TEXT PROVIDED.
******

Filtering is a bias-variance knob, exhibiting an inverse U-shape: As filtering intensity increases (sparsity weight \(\lambda\)), performance first rises and then falls, with the peak in the middle—the optimal graph is neither the sparsest nor the most complete.
Injection must be targeted: Adding edges is only useful when injecting relational motifs that the task truly depends on; mismatches hurt performance. Value is determined by "exposure of task-related dependencies" rather than edge density.
Interpretable templates provide transferable patterns: Constraining the search space with semantic templates (rather than free edges) sacrifices some upper-bound potential but yields reusable insights: classification needs homophily, regression needs causality, and recommendation needs collaboration.

Highlights & Insights¶

Treating "graph construction" as a learnable optimization target: Moves beyond the "architecture race" to point out that RDL performance is bottlenecked by the schema \(\to\) graph conversion from the start. Optimizing the graph itself is a fundamental yet overlooked perspective.

******

DATA UNDER STUDY.
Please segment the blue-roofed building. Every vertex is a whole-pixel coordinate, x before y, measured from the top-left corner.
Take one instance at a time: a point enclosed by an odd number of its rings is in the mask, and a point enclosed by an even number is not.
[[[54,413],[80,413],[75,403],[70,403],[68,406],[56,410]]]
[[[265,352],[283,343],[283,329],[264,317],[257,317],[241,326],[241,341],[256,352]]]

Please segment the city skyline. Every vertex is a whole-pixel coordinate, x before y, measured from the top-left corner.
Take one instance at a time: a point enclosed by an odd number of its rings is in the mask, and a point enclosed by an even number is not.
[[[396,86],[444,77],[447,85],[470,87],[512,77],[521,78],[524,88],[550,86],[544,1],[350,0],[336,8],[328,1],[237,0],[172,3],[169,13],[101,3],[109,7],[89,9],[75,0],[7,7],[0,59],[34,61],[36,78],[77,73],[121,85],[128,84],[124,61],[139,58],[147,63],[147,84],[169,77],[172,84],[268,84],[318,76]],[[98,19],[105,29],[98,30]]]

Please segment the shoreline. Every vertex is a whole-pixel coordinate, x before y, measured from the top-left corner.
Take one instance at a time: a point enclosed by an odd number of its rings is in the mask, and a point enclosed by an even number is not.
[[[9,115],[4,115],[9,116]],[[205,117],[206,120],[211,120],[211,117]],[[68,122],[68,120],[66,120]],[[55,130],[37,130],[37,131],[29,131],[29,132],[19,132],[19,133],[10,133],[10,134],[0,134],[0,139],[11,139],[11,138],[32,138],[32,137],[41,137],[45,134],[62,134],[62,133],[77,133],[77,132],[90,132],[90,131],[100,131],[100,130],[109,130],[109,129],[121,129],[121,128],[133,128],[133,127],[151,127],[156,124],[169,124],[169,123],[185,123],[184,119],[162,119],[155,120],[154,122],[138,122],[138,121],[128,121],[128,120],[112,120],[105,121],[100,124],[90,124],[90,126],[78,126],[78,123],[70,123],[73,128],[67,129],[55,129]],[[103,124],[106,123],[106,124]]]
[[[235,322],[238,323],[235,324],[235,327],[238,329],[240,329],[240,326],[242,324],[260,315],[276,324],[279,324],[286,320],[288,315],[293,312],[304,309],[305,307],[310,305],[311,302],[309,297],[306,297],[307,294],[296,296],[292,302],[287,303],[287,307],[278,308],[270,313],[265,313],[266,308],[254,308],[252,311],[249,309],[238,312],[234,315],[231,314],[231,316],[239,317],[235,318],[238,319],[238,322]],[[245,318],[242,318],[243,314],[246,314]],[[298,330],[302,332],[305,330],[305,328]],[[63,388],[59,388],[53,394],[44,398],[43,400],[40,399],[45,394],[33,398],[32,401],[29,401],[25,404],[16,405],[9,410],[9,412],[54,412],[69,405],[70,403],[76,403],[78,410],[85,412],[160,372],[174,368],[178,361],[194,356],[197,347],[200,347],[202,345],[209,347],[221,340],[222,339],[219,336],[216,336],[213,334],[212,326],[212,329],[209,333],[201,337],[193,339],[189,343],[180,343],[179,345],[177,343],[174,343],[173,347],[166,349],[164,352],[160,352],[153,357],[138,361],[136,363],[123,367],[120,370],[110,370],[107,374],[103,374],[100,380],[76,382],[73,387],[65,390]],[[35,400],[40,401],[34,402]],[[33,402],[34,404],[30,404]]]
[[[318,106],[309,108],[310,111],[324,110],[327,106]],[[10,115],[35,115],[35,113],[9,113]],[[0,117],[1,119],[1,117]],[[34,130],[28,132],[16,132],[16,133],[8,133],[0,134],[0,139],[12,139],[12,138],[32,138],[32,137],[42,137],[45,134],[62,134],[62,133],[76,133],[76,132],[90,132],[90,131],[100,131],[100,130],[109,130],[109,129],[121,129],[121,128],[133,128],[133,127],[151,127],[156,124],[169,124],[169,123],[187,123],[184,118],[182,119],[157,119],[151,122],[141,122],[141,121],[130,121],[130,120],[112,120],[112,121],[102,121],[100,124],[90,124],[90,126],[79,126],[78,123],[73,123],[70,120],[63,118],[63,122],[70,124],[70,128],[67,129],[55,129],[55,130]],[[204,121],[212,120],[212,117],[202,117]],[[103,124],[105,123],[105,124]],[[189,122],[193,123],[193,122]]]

******

EXERCISE REQUIREMENTS.
**1)** Condense the paragraph of the text on graph construction that begins "Injection must be targeted" into a brief bulleted list that keeps its main facts.
**2)** Carry the text on graph construction forward from its last sentence.

ANSWERS FOR THE EXERCISE.
**1)**
- Adding edges helps only when it injects relational motifs the task truly depends on.
- Mismatched injections hurt performance.
- Value comes from exposing task-related dependencies, not from edge density.

**2)**
"Semantic sparsification beats statistical pruning" is counter-intuitive and practical: High-variance attributes in RDBs are often operational traces like IDs/logs; selecting features based on variance is misleading. This insight transfers to any table \(\to\) graph preprocessing.
The task \(\leftrightarrow\) motif lookup table is a reusable engineering guide: Classification \(\to\) KNN homophily, Regression \(\to\) Temporal, Recommendation \(\to\) Behavioral Similarity provides a ready-made prior for deciding which edges to add to relational graphs.
Inverse U-shape of filtering + entropy bound theorem: Formalizes "the graph is not better just because it is sparser" through structural capacity entropy bounds, providing theoretical intuition for tuning \(\lambda\).

Limitations & Future Work¶

Templates are a finite set of manual designs: The four types of semantic repair motifs cover common dependencies but may struggle with complex relational patterns that templates cannot express (e.g., high-order hypergraph structures). The authors admit unconstrained structure learners have a higher ceiling.
Reliance on timestamps and time-consistent sampling: Temporal continuity repair is only instantiated for node types with timestamp columns, offering limited help for databases without temporal information.
High number of hyperparameters: Gating thresholds \(\tau_g\), similarity thresholds \(\tau_{\text{sim}}\), various sparsity weights \(\lambda/\lambda_s/\lambda_k\), and VIB weight \(\beta_{\text{vib}}\) all require tuning; robustness across databases needs further verification.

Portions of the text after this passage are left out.